● Provided material:
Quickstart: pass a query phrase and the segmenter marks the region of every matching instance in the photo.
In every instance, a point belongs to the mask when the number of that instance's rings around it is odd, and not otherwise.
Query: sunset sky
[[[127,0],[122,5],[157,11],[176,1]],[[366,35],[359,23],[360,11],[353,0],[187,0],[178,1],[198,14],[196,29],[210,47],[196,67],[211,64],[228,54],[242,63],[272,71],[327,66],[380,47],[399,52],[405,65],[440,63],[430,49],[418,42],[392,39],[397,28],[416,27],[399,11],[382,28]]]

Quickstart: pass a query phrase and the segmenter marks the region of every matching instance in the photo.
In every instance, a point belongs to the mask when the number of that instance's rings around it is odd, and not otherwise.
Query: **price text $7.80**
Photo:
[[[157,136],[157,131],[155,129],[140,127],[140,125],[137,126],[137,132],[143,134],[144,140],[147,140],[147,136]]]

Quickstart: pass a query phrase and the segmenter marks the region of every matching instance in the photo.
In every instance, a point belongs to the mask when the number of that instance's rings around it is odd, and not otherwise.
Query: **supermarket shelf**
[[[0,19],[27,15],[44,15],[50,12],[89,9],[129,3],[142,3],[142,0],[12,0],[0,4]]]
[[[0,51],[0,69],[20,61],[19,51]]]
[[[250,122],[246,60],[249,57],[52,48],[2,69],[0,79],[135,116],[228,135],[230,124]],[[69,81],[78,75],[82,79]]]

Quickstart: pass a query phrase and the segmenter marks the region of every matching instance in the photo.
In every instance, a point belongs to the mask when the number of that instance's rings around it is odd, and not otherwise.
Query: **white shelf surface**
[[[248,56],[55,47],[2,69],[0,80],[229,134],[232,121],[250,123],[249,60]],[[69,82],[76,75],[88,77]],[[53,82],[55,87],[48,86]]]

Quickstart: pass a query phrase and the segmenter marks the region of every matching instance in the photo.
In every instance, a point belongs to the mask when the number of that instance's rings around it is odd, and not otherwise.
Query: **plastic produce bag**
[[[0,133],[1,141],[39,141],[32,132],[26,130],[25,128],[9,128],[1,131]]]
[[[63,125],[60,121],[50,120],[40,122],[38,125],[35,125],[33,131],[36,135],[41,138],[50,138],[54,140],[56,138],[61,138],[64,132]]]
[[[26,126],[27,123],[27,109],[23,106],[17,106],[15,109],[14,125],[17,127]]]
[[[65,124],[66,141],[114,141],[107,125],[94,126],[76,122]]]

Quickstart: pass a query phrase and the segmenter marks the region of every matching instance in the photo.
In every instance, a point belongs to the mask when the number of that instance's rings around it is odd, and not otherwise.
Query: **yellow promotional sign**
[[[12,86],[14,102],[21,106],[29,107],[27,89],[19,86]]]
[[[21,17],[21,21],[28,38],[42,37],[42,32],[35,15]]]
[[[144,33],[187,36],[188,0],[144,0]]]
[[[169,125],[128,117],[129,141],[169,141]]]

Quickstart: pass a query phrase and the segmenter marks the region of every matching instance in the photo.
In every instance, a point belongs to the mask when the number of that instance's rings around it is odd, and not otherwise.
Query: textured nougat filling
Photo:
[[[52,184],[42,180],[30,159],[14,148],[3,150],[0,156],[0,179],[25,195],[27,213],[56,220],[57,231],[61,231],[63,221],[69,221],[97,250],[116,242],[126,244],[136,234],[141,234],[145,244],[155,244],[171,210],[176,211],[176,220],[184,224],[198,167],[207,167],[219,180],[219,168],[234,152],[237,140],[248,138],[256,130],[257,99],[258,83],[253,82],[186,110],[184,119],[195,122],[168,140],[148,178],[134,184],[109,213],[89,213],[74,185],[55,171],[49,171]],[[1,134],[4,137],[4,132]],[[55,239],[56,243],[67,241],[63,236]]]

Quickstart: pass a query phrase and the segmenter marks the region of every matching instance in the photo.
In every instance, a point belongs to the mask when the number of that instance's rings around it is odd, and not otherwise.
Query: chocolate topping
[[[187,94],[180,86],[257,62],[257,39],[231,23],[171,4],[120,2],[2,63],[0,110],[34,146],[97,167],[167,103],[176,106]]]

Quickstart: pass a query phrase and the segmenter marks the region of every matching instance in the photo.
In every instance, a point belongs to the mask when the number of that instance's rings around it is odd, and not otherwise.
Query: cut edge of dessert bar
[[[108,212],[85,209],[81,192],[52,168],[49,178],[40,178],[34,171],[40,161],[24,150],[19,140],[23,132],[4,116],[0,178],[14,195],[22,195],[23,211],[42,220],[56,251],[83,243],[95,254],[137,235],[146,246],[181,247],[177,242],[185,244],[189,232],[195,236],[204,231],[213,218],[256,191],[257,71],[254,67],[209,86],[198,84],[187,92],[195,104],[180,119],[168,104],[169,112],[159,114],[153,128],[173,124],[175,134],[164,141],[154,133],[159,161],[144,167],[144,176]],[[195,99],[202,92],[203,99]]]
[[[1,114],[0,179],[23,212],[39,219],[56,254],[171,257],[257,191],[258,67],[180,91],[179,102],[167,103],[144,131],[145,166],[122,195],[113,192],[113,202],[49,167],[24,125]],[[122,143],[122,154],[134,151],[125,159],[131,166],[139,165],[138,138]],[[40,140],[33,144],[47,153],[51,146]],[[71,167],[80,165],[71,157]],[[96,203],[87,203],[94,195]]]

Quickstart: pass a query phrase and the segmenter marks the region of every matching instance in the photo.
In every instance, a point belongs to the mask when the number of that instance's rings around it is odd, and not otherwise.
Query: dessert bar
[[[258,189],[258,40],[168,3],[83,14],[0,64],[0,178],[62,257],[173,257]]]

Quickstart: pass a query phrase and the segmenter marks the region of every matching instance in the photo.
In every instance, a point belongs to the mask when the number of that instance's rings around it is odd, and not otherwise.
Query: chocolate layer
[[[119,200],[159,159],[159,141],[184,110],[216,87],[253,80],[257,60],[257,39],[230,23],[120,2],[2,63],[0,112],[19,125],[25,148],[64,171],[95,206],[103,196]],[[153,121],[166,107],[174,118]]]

● Objective: Change every "query phrase" in the records above to "search phrase" and reproduce them with everything else left as is.

● Solution to the exercise:
Quickstart: pass a search phrase and the segmenter marks the region of every matching instance in the photo.
In every instance, a point belongs to the mask when the number of that instance's rings around it is odd, and not otherwise.
Query: sunset sky
[[[127,0],[122,5],[157,11],[176,1]],[[366,35],[359,23],[360,11],[353,0],[187,0],[178,1],[198,14],[196,29],[210,47],[196,67],[211,64],[228,54],[242,63],[272,71],[327,66],[380,47],[399,52],[405,65],[440,63],[430,49],[418,42],[392,39],[397,28],[416,27],[399,11],[382,28]]]

Quickstart: pass a search phrase and the segmenter marks the region of every matching instance in the photo.
In every instance, a point belongs to the mask when the number of that instance's rings around it is odd, and not otherwise.
Query: **price text $7.80**
Photo:
[[[157,136],[157,131],[155,129],[140,127],[140,125],[137,126],[137,132],[143,134],[144,140],[147,140],[147,136]]]

Quickstart: pass a search phrase and the segmenter marks the region of every matching instance in the photo.
In every instance, a point belongs to the mask when the number of that instance's rings around it is odd, and not otherwise.
Query: **supermarket shelf**
[[[0,19],[27,15],[44,15],[50,12],[89,9],[129,3],[142,3],[142,0],[12,0],[0,4]]]
[[[0,51],[0,69],[20,61],[19,51]]]
[[[250,122],[246,60],[249,57],[52,48],[2,69],[0,79],[135,116],[228,135],[230,124]],[[69,81],[78,75],[82,79]]]

Quickstart: pass a search phrase and the segmenter marks the region of every matching instance in the photo.
In every instance, a point belongs to the mask when the number of that instance's rings around it is odd, and not otherwise.
Query: **white shelf surface**
[[[248,56],[55,47],[2,69],[0,80],[229,134],[232,121],[250,123],[249,60]],[[69,82],[76,75],[88,77]],[[53,82],[55,87],[48,86]]]

Quickstart: pass a search phrase and the segmenter marks the region of every matching instance in the photo.
In every instance, a point belongs to the mask when the number of that instance's rings around it is odd, and not otherwise.
Query: **plastic produce bag**
[[[0,133],[1,141],[39,141],[32,132],[26,130],[25,128],[9,128],[1,131]]]
[[[63,125],[60,121],[50,120],[40,122],[38,125],[35,125],[33,131],[36,135],[41,138],[50,138],[54,140],[56,138],[61,138],[64,132]]]
[[[26,126],[27,123],[27,109],[23,106],[17,106],[15,109],[14,125],[17,127]]]
[[[65,124],[66,141],[114,141],[107,125],[94,126],[76,122]]]

Quickstart: pass a search phrase and the segmenter marks the region of every matching instance in the photo.
In every instance, a point belongs to the mask when the number of that instance's rings around it is odd, and not otherwise.
Query: **yellow promotional sign**
[[[12,86],[14,102],[21,106],[29,107],[27,89],[19,86]]]
[[[21,17],[21,21],[28,38],[42,37],[42,32],[35,15]]]
[[[144,33],[187,36],[188,0],[144,0]]]
[[[169,125],[128,117],[129,141],[169,141]]]

Quickstart: pass a search phrase and the segmenter marks the region of every matching instance in the photo.
In every instance, a point belongs to the mask when the number of that instance's rings around it is odd, and not otherwise.
Query: textured nougat filling
Photo:
[[[52,184],[42,180],[30,159],[14,148],[3,150],[0,156],[0,179],[25,195],[27,213],[56,220],[57,231],[61,231],[63,221],[69,221],[97,250],[116,242],[126,244],[136,234],[141,234],[145,244],[155,244],[171,210],[176,211],[176,220],[184,224],[198,167],[207,167],[219,180],[219,168],[234,152],[237,140],[248,138],[256,130],[257,99],[258,83],[253,82],[186,110],[184,119],[195,122],[168,140],[148,178],[134,184],[109,213],[89,213],[74,185],[55,171],[49,171]],[[1,134],[4,137],[4,132]],[[55,239],[56,243],[67,241],[63,236]]]

Quickstart: pass a search phrase and the segmenter marks the region of every matching instance in the photo.
In every instance, a point belongs to the mask when the number of that instance's rings around it is odd, and not otherwise.
Query: chocolate topping
[[[187,94],[180,86],[257,62],[257,39],[231,23],[171,4],[120,2],[2,63],[0,110],[34,146],[97,167],[167,103],[176,106]]]

Quickstart: pass a search phrase and the segmenter marks the region of every matching instance in the photo.
In every instance, a point belongs to the mask when the number of that instance's rings around it is odd, and not otherwise.
Query: cut edge of dessert bar
[[[108,212],[85,209],[81,192],[52,168],[49,178],[40,178],[34,171],[40,161],[24,150],[19,140],[23,132],[4,116],[0,178],[14,195],[22,195],[23,211],[42,220],[56,251],[83,243],[95,254],[137,235],[146,246],[181,247],[177,242],[185,244],[189,232],[195,236],[204,231],[213,218],[256,191],[257,71],[254,67],[209,86],[198,84],[187,92],[195,104],[180,119],[168,104],[169,112],[159,114],[153,128],[173,124],[175,134],[164,141],[154,133],[159,161],[144,167],[144,176]],[[195,99],[202,92],[203,99]]]
[[[1,114],[0,179],[23,212],[39,219],[56,254],[171,257],[257,191],[258,67],[180,91],[179,102],[167,103],[144,131],[145,166],[122,195],[113,192],[113,202],[49,167],[24,125]],[[122,143],[122,154],[134,151],[125,159],[131,166],[139,165],[138,138]],[[40,140],[33,144],[47,153],[51,146]],[[71,167],[80,165],[71,157]],[[96,203],[87,203],[94,195]]]

Quickstart: pass a search phrase and the segmenter marks the region of every matching instance in the photo.
In every instance, a point belongs to the mask when the number of that instance's rings around it is odd, and not otherwise.
Query: dessert bar
[[[258,189],[258,40],[168,3],[83,14],[0,64],[0,178],[62,257],[173,257]]]

Quickstart: pass a search phrase and the segmenter marks the region of every matching instance in the photo.
In every instance, a point belongs to the mask when the number of that instance's rings around it is odd, and not otherwise.
Query: chocolate layer
[[[119,200],[159,159],[159,141],[184,110],[216,87],[253,80],[257,60],[257,39],[230,23],[120,2],[2,63],[0,112],[19,125],[25,148],[64,171],[95,206],[103,196]],[[153,121],[166,107],[174,118]]]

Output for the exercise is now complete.